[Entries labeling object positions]
start

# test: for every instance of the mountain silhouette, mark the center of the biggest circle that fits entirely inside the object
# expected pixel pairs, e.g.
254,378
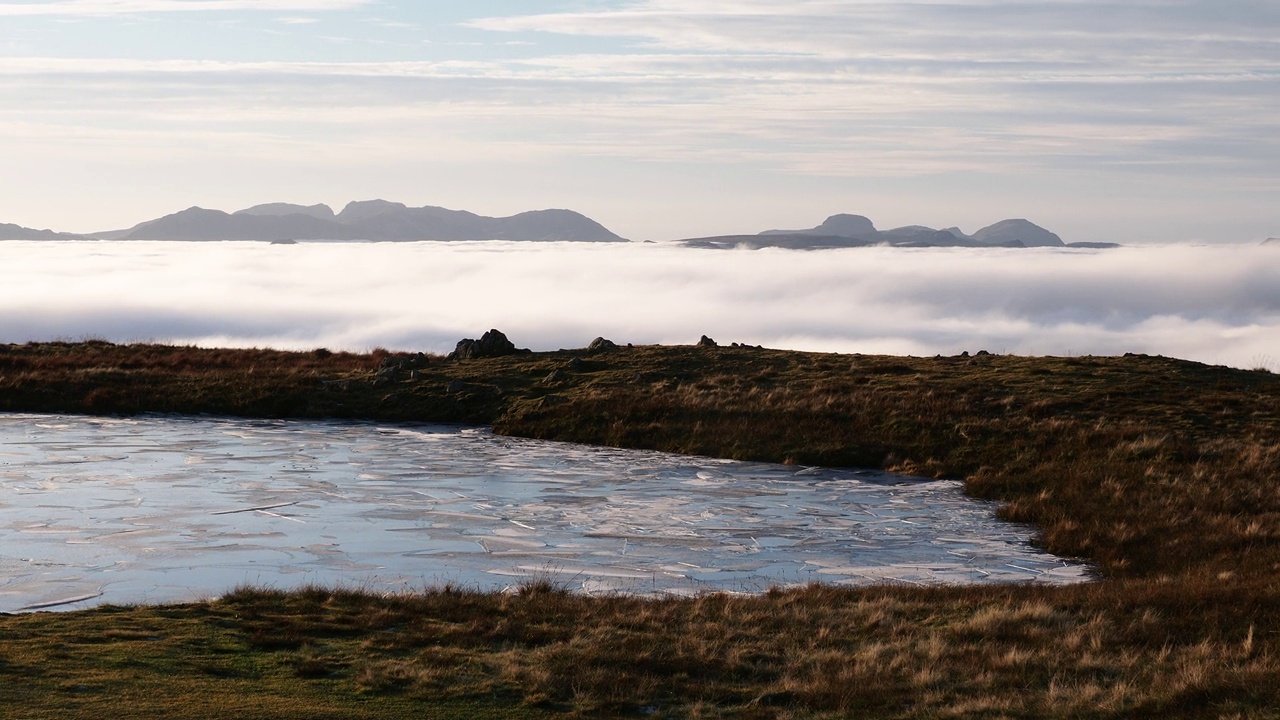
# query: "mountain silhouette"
364,220
858,231
9,231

end

■ WHAT TO PRODUCE ■
Rewrite every line of the data above as a numbered list, skipping blank lines and leaving the picture out.

■ SOLUTION BELOW ■
1. # test: for every instance of the mountain silhouette, mark the center of the biggest circle that fits entirely inside the object
2. # expected pixel pairs, e.g.
3. 254,378
4. # query: "mountain silhouette"
5. 364,220
6. 858,231
7. 9,231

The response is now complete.